将下列全部条目逐行改写为编号列表，略去其中的空行。

-------- 所给数据

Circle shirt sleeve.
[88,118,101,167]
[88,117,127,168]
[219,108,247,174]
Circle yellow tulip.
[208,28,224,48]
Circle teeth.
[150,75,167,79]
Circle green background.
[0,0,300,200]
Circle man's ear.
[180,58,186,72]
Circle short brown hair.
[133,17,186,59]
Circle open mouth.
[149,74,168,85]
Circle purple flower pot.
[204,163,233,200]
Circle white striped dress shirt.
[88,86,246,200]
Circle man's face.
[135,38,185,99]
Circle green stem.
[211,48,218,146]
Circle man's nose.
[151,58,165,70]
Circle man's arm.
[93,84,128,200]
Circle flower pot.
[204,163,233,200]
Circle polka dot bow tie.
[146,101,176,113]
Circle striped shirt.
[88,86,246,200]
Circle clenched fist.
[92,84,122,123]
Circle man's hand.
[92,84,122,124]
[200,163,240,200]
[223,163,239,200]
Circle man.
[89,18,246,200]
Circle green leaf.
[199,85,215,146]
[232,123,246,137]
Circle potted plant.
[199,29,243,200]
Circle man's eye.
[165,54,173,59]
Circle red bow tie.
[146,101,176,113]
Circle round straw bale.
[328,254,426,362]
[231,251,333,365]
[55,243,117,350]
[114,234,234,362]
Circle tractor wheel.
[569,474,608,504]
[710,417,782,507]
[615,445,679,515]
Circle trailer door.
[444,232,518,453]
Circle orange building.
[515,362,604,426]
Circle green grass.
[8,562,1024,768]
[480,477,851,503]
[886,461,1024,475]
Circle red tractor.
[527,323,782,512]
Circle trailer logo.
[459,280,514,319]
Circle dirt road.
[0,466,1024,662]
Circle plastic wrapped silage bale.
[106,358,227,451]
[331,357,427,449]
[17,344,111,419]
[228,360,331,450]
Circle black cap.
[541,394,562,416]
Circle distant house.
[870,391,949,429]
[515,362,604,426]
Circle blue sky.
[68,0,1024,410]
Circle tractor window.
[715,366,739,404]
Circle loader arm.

----------------

--- 正确答案 ---
1. Circle shirt sleeve.
2. [88,118,101,167]
3. [88,117,127,168]
4. [219,108,247,174]
5. Circle yellow tulip.
6. [208,28,224,48]
7. Circle teeth.
8. [150,75,167,79]
9. Circle green background.
10. [0,0,300,200]
11. Circle man's ear.
12. [180,58,186,72]
13. Circle short brown hair.
14. [133,17,186,59]
15. Circle open mouth.
16. [149,74,168,85]
17. Circle purple flower pot.
18. [204,163,233,200]
19. Circle white striped dress shirt.
20. [88,86,246,200]
21. Circle man's face.
22. [135,38,185,99]
23. Circle green stem.
24. [211,48,218,146]
25. Circle man's nose.
26. [151,58,165,70]
27. Circle man's arm.
28. [93,84,128,200]
29. Circle flower pot.
30. [204,163,233,200]
31. Circle polka dot bow tie.
32. [146,101,176,113]
33. Circle striped shirt.
34. [88,86,246,200]
35. Circle clenched fist.
36. [92,84,122,123]
37. Circle man's hand.
38. [92,84,122,124]
39. [200,163,240,200]
40. [223,163,239,200]
41. Circle man.
42. [89,18,246,200]
43. Circle green leaf.
44. [199,85,215,146]
45. [232,123,246,137]
46. Circle potted plant.
47. [199,29,243,200]
48. Circle man's eye.
49. [165,54,173,59]
50. Circle red bow tie.
51. [146,101,176,113]
52. Circle round straw bale.
53. [328,254,426,362]
54. [231,251,333,365]
55. [55,243,117,350]
56. [114,234,234,362]
57. Circle tractor wheel.
58. [569,474,608,504]
59. [710,417,782,507]
60. [615,445,679,515]
61. Circle trailer door.
62. [444,232,518,453]
63. Circle orange building.
64. [515,362,604,426]
65. Circle green grass.
66. [8,562,1024,768]
67. [480,477,851,503]
68. [886,461,1024,475]
69. Circle red tractor.
70. [527,323,782,512]
71. Circle trailer logo.
72. [459,280,514,319]
73. Circle dirt road.
74. [0,466,1024,662]
75. Circle plastic wrapped silage bale.
76. [106,358,227,451]
77. [331,357,427,449]
78. [17,344,111,419]
79. [228,360,331,450]
80. Circle black cap.
81. [541,394,562,416]
82. Circle distant house.
83. [870,391,949,429]
84. [515,362,604,426]
85. Circle blue sky.
86. [68,0,1024,410]
87. Circle tractor window.
88. [715,366,739,404]
89. Circle loader arm.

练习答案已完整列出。